=== Task to complete ===
Each entry has to be given again in its exact wording, and no picture may appear in the result.

---------------

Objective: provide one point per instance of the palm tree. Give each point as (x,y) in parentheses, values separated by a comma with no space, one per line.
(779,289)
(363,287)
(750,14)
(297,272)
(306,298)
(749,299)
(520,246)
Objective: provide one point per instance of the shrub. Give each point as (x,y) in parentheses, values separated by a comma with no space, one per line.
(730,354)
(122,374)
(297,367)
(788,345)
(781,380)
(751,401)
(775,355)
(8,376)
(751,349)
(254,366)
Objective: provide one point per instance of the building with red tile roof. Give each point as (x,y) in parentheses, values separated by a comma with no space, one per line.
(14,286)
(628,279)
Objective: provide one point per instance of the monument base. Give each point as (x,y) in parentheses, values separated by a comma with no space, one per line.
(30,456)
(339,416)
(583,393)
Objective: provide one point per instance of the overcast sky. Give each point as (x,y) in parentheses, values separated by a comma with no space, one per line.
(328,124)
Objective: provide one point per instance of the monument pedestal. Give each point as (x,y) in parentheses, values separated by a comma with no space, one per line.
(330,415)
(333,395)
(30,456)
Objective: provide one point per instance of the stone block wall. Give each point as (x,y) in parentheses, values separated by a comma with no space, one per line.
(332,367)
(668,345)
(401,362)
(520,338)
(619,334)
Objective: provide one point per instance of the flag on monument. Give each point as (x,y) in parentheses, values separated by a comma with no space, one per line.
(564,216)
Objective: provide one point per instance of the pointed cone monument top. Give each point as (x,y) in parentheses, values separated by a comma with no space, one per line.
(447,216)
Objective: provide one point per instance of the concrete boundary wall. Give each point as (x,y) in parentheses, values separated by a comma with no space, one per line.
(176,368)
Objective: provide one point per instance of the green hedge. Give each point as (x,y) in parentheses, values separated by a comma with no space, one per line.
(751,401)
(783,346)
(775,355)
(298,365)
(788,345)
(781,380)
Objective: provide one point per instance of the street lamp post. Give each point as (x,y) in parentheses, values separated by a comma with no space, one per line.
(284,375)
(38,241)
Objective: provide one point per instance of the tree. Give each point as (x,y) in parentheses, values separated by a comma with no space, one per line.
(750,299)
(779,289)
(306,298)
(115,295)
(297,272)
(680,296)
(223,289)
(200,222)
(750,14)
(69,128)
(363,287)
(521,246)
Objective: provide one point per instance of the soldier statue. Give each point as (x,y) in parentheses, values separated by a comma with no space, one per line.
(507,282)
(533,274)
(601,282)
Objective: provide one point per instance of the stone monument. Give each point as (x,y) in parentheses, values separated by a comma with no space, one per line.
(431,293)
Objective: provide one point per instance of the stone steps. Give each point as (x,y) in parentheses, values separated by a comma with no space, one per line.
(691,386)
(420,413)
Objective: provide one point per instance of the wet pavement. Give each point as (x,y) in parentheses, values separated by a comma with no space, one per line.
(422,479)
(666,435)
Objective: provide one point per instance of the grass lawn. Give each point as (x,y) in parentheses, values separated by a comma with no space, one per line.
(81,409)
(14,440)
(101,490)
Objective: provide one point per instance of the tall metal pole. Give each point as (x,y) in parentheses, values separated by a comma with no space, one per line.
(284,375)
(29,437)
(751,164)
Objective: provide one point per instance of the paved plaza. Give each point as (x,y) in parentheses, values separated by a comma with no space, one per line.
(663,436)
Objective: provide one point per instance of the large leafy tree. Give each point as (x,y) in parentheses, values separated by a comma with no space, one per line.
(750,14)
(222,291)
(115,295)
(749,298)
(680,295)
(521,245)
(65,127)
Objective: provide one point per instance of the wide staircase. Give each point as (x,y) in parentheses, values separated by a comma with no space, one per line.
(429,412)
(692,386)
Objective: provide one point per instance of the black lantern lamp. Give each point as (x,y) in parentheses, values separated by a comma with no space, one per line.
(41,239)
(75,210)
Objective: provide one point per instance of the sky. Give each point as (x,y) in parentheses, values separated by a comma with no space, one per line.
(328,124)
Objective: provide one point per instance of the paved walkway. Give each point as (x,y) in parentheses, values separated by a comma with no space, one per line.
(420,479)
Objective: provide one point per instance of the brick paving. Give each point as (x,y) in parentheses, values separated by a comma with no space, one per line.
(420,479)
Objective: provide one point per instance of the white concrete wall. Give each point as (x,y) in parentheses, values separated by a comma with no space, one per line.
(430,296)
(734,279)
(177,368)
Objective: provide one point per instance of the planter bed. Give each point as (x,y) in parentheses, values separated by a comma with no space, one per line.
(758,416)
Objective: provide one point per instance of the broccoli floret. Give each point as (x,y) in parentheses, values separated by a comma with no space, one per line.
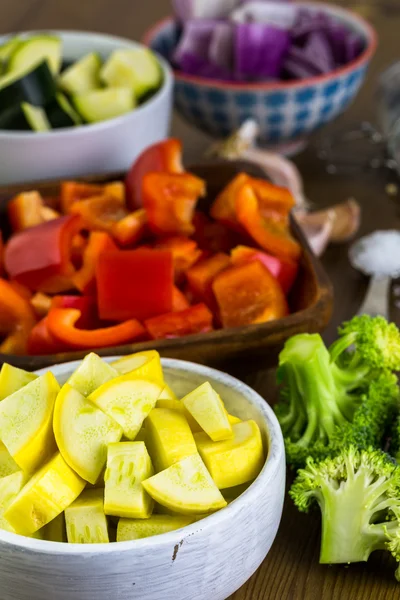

---------------

=== Reply to the exercise ===
Objective: provide one point per instance of the palm tree. Give each point as (x,y) in parentheses, values separated by a comma with no space, one per line.
(779,289)
(363,287)
(750,14)
(297,272)
(306,298)
(749,299)
(520,246)
Objective: provide one point per instance of the shrub. Give each point as (x,y) in parentheses, values separated by a comma with no space, one per line.
(730,354)
(122,374)
(297,367)
(788,345)
(781,380)
(751,401)
(775,355)
(8,376)
(751,349)
(254,366)
Objective: provide one point per instance of the building with red tile roof. Give each point as (x,y) in parentheses, values separated by a comma with no space, one per line.
(14,286)
(628,279)
Objective: provide one point per instance of the monument base. Give each point as (x,y) in parentheses, values separated by a comma with no space, one per line.
(30,456)
(339,416)
(583,393)
Objective: provide one point per instance of the overcast sky. Give each point as (x,y) in parentheses, values separated by a comma with no space, one per line.
(328,124)
Objective: provide one point per instance of the monument pedestal. Give each point as (x,y) in parentheses, values separated by a comma with no space, one per line.
(330,415)
(333,395)
(30,456)
Objective: provide one point per instance of the stone block wall. Give each point as (x,y) in parentheses, values separated by a comma with no space, one per line.
(332,367)
(668,345)
(401,362)
(520,338)
(619,334)
Objective: provide one point per instance of the flag on monument. Give each point as (x,y) in parentheses, values separated by a comma with no space, one per line.
(564,216)
Objective: provide one point per instance of the pointed cone monument top. Give each point as (x,y) in parentheses, values separated by a comma with no space, one per line.
(447,216)
Objective: provide one point per instance of the concrete boundary wall. Give each point as (x,y) in parentheses, values separated by a comma with no space, one per line.
(176,368)
Objective: provide one point per instance of the green hedge. Give each point as (x,y) in parentheses, values separated by a comma with no space, one per line.
(751,401)
(783,346)
(775,355)
(298,365)
(788,345)
(781,380)
Objective: provide one point per instance of the street lamp post. Give each point as (x,y) in parentheses, values separated by a comma with no space, one per line.
(284,375)
(38,241)
Objective: provide one point per instance of the tree. Give each point as (x,y) in parentheses, values separated by a comma with no space, one per line.
(750,299)
(779,289)
(306,298)
(115,295)
(297,272)
(680,296)
(223,289)
(200,222)
(750,14)
(69,128)
(363,287)
(521,246)
Objective: provide one point per instance of the soldier statue. Give each point as (x,y) in parentheses, values separated by a comma with no space, one per line.
(507,282)
(533,274)
(601,282)
Objective: provide one point per instance of the stone monument. Give each point as (x,y) in parentheses, values separated by a comma with no space, one per line.
(431,293)
Objective: provide one point per instance of the stone steps. Give each point as (x,y) in parentheses, values separated by a comma with no space, one per line.
(691,386)
(420,413)
Objective: provide one point per instance of the wet pavement. Give each point as (x,y) in parentheses, values separated by a comma with no space, one per line.
(422,479)
(666,435)
Objective: provide one point per instance of the grass lawn. Give each point as (x,y) in parentheses, values separated by a comma with no space, one per line.
(81,409)
(14,440)
(101,490)
Objective: provide one point per instance of the tall metal pole. Give each point as (x,y) in parentheses, values separated by a comma with no space, one per line.
(284,375)
(29,437)
(751,164)
Objective: provide one point per instance of the paved plaza. Give each point as (x,y) in parentheses, values separated by a comma with no space, one per line.
(663,436)
Objective: provide one point per instance of the large leafy tree. Give each point as (x,y) in parentheses, values separated by a comma with no space, one per line.
(750,14)
(222,291)
(115,295)
(749,298)
(680,295)
(521,245)
(65,127)
Objective: provide one point per instance of the wide staircase. Give each point as (x,y) in parentheses, values separated by a comma with no space, one per line.
(429,412)
(692,386)
Objective: provide one point per instance of the black lantern lamp. Give each point as (x,y) in parentheses, values separated by a comma with no space, one per line.
(41,239)
(75,210)
Objective: provide one point per instance of the sky. Give each point as (x,y) in parentheses, values separated by a comma with no space, one per line.
(328,124)
Objective: provide one point per instance of the paved walkway. Give each point as (x,y) in parentheses, values separated by a comma with no space, one per line.
(420,479)
Objective: provide one point per instance of the brick paving. Give each point as (x,y) in parentheses, values separated by a comma with no space, one per line.
(420,479)
Objective: provide one point per instance of the white concrete wall. Give each point as (x,y) in parentheses, values separated by a comma with no space, one per line.
(430,296)
(734,279)
(177,368)
Objective: provide one point per instance of the planter bed. Give each point as (x,y) in parentheses, values separated by a comma with no space, one per line.
(758,416)
Objective: provide one point per instance of the broccoli floret. Give each point as (x,y) in parentheses, values separated by a comma with no space, one per line.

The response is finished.